JOB 1:
Revise the rows from the start of the Segmentation dataset excerpts through the line containing "180 46 L 175", changing "outline the target" to "trace the target" and leaving everything else unchanged.

— start EXTRACTED TEXT —

Gag me with an oil derrick.
BTW, I agree with Jim Devine that the pollution
issue vis a vis fossil fuels is a bigger problem than
any looming absolute scarcity of said items.
Barkley Rosser
-----Original Message-----
From: Lisa & Ian Murray <seamus@xxxxxxxxxxxxx>
To: pen-l@xxxxxxxxxxxxxxxxxxx <pen-l@xxxxxxxxxxxxxxxxxxx>
Date: Thursday, November 16, 2000 4:59 PM
>Subject: [PEN-L:4507] RE: Re: RE: Re: Oil & Socialism
>
>
> IMO, total nonsense.
>
> norm
>
>***************
>
>Well I shudder to learn what you think of this great prediction, then...
>
>"If present trends continue, the world in 2000 will be less crowded (though
>more populated), less polluted, more stable ecologically, and less
>vulnerable to resource-supply disruption than the world we live in now.

— end EXTRACTED TEXT —
— start SUPPLIED MATERIAL —

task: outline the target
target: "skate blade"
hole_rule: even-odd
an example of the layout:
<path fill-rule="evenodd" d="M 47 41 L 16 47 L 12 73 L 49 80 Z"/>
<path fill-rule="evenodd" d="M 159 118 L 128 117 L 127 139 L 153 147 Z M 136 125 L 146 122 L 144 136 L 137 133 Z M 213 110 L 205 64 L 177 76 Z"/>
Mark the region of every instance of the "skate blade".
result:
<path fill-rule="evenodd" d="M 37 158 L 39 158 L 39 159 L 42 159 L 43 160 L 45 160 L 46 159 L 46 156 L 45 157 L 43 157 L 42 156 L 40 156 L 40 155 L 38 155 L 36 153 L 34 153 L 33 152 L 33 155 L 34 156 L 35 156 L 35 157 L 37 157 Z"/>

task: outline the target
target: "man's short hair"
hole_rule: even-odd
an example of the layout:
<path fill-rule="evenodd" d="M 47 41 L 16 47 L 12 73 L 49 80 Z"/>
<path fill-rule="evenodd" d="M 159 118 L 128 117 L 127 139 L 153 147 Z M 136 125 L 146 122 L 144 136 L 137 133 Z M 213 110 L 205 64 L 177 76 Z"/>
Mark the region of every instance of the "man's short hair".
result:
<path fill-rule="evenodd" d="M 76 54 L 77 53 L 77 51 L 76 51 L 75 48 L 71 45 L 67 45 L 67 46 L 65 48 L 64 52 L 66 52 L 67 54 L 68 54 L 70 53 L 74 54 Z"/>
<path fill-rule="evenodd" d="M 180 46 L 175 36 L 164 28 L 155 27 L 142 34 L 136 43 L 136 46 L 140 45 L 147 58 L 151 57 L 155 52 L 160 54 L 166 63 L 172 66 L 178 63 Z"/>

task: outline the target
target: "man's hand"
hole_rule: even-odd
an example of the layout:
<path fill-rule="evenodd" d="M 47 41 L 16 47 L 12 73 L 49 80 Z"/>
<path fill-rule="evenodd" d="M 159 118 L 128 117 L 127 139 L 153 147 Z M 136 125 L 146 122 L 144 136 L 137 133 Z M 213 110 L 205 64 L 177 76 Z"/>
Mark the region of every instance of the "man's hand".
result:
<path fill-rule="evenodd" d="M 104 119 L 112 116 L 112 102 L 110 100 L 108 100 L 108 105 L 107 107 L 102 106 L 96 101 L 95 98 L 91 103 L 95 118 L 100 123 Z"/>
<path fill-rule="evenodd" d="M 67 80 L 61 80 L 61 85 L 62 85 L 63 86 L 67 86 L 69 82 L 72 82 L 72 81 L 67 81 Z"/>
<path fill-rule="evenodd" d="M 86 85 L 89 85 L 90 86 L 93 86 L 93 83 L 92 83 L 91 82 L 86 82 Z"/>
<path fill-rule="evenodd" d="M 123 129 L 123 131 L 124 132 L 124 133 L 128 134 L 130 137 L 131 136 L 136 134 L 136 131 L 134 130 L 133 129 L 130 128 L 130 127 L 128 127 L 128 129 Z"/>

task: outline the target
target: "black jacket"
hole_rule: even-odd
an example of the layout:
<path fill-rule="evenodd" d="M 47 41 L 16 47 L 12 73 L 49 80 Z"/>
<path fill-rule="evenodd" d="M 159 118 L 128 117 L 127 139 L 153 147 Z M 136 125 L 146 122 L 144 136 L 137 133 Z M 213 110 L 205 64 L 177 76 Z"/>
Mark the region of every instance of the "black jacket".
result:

— end SUPPLIED MATERIAL —

JOB 2:
Name every header field label that appears in the original-message block of the email about oil.

WRITTEN RESPONSE 1:
task: trace the target
target: "skate blade"
hole_rule: even-odd
an example of the layout:
<path fill-rule="evenodd" d="M 47 41 L 16 47 L 12 73 L 49 80 Z"/>
<path fill-rule="evenodd" d="M 159 118 L 128 117 L 127 139 L 153 147 Z M 136 125 L 146 122 L 144 136 L 137 133 Z M 213 110 L 205 64 L 177 76 Z"/>
Mark the region of every instance of the "skate blade".
result:
<path fill-rule="evenodd" d="M 37 158 L 39 158 L 39 159 L 42 159 L 43 160 L 45 160 L 46 159 L 46 156 L 45 157 L 43 157 L 42 156 L 40 156 L 40 155 L 38 155 L 36 153 L 34 153 L 33 152 L 33 155 L 34 156 L 35 156 L 35 157 L 37 157 Z"/>

task: trace the target
target: "man's short hair"
hole_rule: even-odd
an example of the layout:
<path fill-rule="evenodd" d="M 47 41 L 16 47 L 12 73 L 49 80 Z"/>
<path fill-rule="evenodd" d="M 159 118 L 128 117 L 127 139 L 153 147 Z M 136 125 L 146 122 L 144 136 L 137 133 Z M 213 110 L 205 64 L 177 76 Z"/>
Mark the region of every instance of the "man's short hair".
result:
<path fill-rule="evenodd" d="M 76 54 L 77 53 L 77 51 L 76 51 L 75 48 L 71 45 L 67 45 L 67 46 L 65 48 L 64 52 L 66 52 L 67 54 L 68 54 L 70 53 L 74 54 Z"/>
<path fill-rule="evenodd" d="M 180 46 L 175 36 L 164 28 L 155 27 L 142 34 L 136 43 L 136 46 L 140 45 L 147 58 L 151 57 L 155 52 L 160 54 L 166 63 L 172 66 L 178 63 Z"/>

WRITTEN RESPONSE 2:
From, To, Date, Subject